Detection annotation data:
○ ○ ○
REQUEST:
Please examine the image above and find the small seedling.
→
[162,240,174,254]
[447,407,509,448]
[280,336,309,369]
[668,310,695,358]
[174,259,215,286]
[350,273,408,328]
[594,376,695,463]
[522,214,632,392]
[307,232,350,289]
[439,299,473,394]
○ ○ ○
Turn the data above into a two-column CSV with the headers input and output. Give one row per entry, with its text in the input column and its answer in the output column, each as a single double-quoted field with line breaks replaced by spaces.

Solution:
input,output
"REQUEST: Please examine the image above and find the small seedling. →","[162,240,174,254] [447,407,509,448] [280,336,309,369] [668,310,695,358] [174,259,215,286] [350,273,408,328] [594,376,695,463] [522,214,632,392] [307,232,350,289] [439,299,473,394]"